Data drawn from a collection
---*---

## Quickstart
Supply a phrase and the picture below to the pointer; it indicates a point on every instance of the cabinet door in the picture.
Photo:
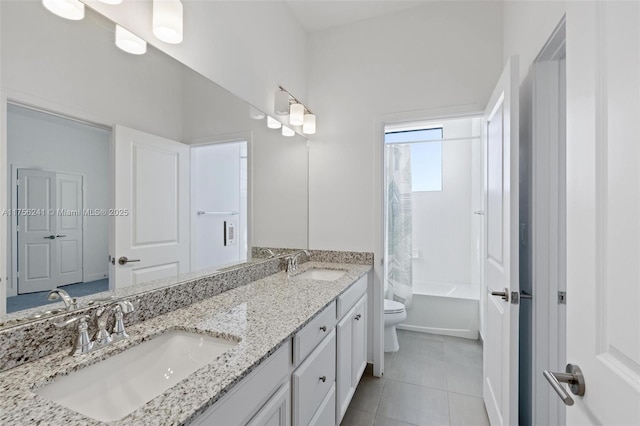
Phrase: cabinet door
(276, 412)
(359, 340)
(344, 366)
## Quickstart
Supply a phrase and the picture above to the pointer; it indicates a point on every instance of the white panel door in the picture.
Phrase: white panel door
(603, 210)
(69, 220)
(500, 358)
(151, 215)
(37, 260)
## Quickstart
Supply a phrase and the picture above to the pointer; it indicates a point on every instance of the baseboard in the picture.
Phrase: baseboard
(466, 334)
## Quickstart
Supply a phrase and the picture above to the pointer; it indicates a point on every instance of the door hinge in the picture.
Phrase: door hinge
(562, 297)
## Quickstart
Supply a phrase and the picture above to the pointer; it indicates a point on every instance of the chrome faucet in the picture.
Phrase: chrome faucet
(70, 303)
(83, 343)
(102, 336)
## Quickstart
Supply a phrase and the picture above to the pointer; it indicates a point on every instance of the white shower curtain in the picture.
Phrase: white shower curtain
(399, 227)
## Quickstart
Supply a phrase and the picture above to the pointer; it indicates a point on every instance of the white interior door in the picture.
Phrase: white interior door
(151, 215)
(37, 259)
(69, 222)
(603, 210)
(500, 358)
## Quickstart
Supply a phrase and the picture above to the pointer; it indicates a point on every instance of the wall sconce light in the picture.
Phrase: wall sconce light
(296, 114)
(68, 9)
(309, 125)
(281, 102)
(130, 42)
(299, 115)
(286, 131)
(167, 20)
(272, 123)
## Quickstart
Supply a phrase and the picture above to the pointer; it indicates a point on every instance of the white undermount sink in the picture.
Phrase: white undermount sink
(115, 387)
(322, 274)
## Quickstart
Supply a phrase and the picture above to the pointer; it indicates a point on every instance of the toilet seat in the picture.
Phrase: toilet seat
(393, 307)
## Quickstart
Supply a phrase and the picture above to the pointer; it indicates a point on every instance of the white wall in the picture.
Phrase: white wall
(247, 47)
(442, 232)
(279, 181)
(437, 55)
(527, 26)
(54, 63)
(46, 142)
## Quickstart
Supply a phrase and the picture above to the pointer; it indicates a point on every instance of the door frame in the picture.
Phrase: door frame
(375, 302)
(12, 239)
(548, 224)
(217, 140)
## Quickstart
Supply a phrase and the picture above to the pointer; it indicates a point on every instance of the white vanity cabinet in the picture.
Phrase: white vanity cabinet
(351, 356)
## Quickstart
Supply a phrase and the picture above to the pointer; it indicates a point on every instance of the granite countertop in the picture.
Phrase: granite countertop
(262, 315)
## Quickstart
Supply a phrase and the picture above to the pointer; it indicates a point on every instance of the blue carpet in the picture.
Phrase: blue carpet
(31, 300)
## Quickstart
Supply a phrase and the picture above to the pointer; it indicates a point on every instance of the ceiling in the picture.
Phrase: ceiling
(318, 15)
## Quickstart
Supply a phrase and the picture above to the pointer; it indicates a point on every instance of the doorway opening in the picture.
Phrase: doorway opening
(432, 238)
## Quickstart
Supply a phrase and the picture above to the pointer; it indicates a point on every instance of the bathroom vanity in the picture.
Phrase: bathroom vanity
(299, 349)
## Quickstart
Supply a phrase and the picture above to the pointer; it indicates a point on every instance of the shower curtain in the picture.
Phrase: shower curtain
(399, 228)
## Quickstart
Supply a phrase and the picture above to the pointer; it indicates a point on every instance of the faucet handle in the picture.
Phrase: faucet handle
(83, 343)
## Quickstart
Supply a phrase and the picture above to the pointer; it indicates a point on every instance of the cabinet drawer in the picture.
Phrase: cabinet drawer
(325, 416)
(313, 380)
(245, 399)
(308, 338)
(352, 295)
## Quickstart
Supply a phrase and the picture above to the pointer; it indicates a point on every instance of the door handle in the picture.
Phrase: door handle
(573, 377)
(503, 294)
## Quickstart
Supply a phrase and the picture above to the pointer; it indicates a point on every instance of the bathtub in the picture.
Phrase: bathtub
(444, 308)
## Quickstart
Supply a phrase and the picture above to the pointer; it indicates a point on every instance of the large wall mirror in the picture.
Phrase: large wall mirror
(127, 169)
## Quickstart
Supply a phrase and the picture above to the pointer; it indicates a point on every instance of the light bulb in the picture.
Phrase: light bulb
(130, 42)
(281, 103)
(286, 131)
(68, 9)
(167, 20)
(296, 117)
(309, 125)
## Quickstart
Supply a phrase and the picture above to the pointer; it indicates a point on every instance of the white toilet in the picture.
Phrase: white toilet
(394, 314)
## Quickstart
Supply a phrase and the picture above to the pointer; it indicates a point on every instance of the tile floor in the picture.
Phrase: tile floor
(431, 380)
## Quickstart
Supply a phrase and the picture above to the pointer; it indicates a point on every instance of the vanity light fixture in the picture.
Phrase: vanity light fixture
(281, 102)
(299, 115)
(68, 9)
(286, 131)
(309, 125)
(296, 114)
(272, 123)
(167, 20)
(130, 42)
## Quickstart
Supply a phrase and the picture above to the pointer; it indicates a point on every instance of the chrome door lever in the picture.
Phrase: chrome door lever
(123, 260)
(503, 294)
(573, 377)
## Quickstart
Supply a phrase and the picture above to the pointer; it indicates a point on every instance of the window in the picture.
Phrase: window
(426, 156)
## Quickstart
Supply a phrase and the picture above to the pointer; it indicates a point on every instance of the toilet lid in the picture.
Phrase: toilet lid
(392, 307)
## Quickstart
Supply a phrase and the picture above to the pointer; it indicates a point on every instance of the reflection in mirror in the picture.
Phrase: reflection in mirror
(152, 170)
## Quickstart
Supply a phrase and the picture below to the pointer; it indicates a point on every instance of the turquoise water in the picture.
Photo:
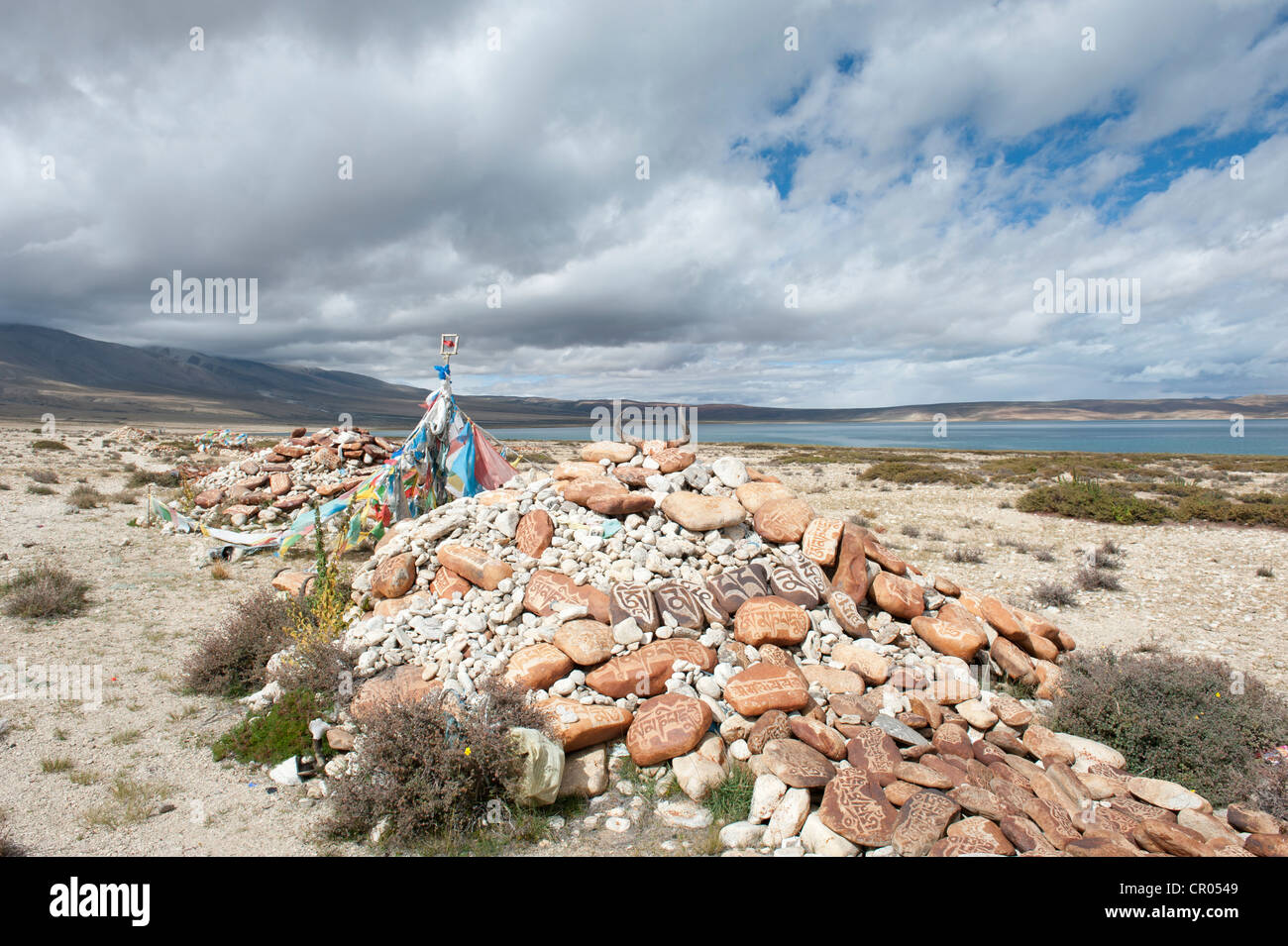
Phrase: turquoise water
(1100, 437)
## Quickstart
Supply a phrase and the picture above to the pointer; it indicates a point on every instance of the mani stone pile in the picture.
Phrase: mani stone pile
(274, 482)
(706, 617)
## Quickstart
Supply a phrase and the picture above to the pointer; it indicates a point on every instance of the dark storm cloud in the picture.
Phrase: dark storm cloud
(768, 168)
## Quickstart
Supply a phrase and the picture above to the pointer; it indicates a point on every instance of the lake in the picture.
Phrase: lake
(1102, 437)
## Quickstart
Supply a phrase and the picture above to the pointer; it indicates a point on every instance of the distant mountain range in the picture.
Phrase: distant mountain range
(82, 379)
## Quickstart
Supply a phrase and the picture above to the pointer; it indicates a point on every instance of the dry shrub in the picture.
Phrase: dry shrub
(1266, 788)
(316, 659)
(318, 667)
(1173, 717)
(1054, 594)
(432, 773)
(44, 591)
(231, 662)
(84, 497)
(1093, 578)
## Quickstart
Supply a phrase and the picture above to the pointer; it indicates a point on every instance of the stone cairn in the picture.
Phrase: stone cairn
(274, 482)
(702, 615)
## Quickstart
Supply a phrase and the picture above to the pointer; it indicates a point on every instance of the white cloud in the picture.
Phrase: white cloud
(518, 167)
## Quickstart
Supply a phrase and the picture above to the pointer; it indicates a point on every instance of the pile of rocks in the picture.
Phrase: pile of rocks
(274, 482)
(702, 615)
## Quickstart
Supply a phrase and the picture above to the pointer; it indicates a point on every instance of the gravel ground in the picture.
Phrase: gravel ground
(99, 781)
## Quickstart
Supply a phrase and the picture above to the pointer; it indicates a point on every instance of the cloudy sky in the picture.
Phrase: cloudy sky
(911, 168)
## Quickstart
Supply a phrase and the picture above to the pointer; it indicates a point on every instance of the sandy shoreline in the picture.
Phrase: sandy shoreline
(1190, 587)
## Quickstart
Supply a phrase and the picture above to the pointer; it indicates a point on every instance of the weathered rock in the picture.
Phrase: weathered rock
(855, 807)
(832, 680)
(752, 495)
(645, 671)
(548, 591)
(1266, 845)
(790, 584)
(394, 576)
(575, 470)
(666, 726)
(678, 601)
(773, 723)
(475, 566)
(1046, 744)
(394, 684)
(698, 512)
(921, 822)
(851, 569)
(579, 725)
(983, 832)
(585, 773)
(798, 765)
(784, 520)
(673, 460)
(771, 619)
(764, 686)
(872, 667)
(697, 775)
(536, 529)
(822, 841)
(900, 596)
(1166, 794)
(1244, 817)
(608, 450)
(819, 736)
(541, 761)
(618, 504)
(634, 601)
(948, 637)
(447, 584)
(588, 643)
(820, 540)
(737, 585)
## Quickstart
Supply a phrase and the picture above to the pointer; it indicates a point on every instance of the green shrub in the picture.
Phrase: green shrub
(730, 799)
(1173, 717)
(1090, 499)
(142, 477)
(44, 591)
(432, 773)
(275, 735)
(901, 472)
(1054, 594)
(231, 662)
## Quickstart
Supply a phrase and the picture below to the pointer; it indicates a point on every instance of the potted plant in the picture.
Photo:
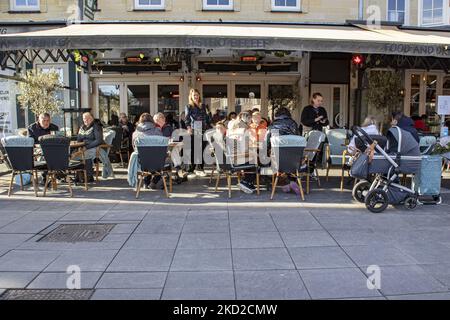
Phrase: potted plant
(384, 91)
(38, 92)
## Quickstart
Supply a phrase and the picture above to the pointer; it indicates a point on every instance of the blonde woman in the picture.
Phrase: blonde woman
(370, 126)
(198, 120)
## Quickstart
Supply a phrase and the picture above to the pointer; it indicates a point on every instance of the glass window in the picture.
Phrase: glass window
(279, 96)
(138, 101)
(430, 99)
(169, 100)
(432, 12)
(286, 5)
(248, 97)
(396, 10)
(108, 103)
(415, 95)
(215, 97)
(58, 118)
(218, 4)
(149, 4)
(25, 5)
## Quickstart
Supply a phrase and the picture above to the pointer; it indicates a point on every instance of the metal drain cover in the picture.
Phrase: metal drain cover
(51, 294)
(79, 233)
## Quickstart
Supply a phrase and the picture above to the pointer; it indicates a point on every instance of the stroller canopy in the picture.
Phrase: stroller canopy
(402, 142)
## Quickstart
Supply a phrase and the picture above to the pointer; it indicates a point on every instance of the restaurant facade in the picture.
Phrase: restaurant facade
(144, 56)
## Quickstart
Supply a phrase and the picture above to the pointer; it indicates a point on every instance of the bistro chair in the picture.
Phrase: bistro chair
(20, 158)
(286, 158)
(336, 152)
(228, 163)
(56, 152)
(152, 159)
(314, 146)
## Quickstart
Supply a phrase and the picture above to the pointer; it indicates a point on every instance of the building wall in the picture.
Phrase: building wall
(244, 10)
(49, 10)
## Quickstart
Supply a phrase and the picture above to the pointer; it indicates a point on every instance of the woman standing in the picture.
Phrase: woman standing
(198, 120)
(314, 115)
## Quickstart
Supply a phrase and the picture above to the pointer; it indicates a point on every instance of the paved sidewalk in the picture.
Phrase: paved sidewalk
(201, 245)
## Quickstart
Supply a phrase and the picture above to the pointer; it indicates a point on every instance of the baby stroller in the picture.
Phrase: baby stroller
(401, 157)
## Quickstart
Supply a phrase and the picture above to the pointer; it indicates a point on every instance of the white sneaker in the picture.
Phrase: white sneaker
(200, 173)
(246, 187)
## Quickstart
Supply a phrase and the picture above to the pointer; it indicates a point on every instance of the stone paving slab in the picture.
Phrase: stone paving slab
(320, 258)
(201, 260)
(132, 280)
(27, 260)
(16, 280)
(267, 285)
(262, 259)
(337, 283)
(397, 280)
(86, 260)
(141, 261)
(60, 280)
(126, 294)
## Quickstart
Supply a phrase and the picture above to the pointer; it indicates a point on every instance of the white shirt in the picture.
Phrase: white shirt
(370, 130)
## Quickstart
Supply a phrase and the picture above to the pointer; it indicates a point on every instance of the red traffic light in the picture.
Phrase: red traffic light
(357, 60)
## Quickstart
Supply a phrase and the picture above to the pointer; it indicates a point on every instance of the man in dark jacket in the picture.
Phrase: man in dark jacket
(42, 127)
(314, 115)
(91, 133)
(405, 123)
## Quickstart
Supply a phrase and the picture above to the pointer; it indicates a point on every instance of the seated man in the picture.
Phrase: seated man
(160, 121)
(42, 127)
(91, 133)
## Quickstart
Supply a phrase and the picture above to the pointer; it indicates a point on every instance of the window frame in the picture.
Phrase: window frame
(445, 10)
(15, 7)
(406, 12)
(149, 7)
(297, 8)
(217, 7)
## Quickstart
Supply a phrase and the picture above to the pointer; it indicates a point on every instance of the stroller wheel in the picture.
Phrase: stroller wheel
(360, 191)
(410, 203)
(377, 201)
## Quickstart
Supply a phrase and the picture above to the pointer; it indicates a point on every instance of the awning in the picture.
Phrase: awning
(322, 38)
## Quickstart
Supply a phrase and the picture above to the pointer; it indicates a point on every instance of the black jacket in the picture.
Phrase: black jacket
(35, 130)
(198, 114)
(92, 135)
(285, 126)
(309, 114)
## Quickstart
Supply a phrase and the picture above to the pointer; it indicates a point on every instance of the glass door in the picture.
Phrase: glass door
(169, 100)
(108, 103)
(280, 95)
(414, 94)
(138, 101)
(248, 97)
(215, 97)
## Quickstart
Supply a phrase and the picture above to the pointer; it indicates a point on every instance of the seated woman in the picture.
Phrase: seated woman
(91, 133)
(258, 127)
(370, 126)
(145, 126)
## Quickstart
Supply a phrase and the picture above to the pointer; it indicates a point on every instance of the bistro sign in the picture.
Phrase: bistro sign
(419, 50)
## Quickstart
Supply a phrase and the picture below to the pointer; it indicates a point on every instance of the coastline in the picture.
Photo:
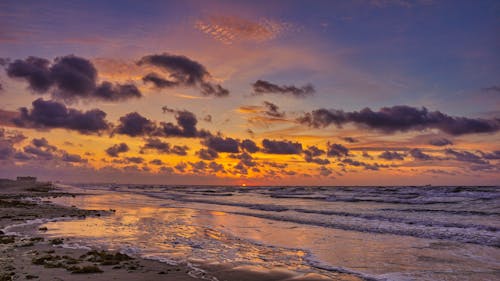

---*---

* **Aim of the exercise**: Pull out every line of the listing above that contains the word "granite". Case matters.

* **Output for this task**:
Supply a phrase and the picture above to the pointer; it indicates a point on every instance of the granite countertop in the picture.
Phrase: granite countertop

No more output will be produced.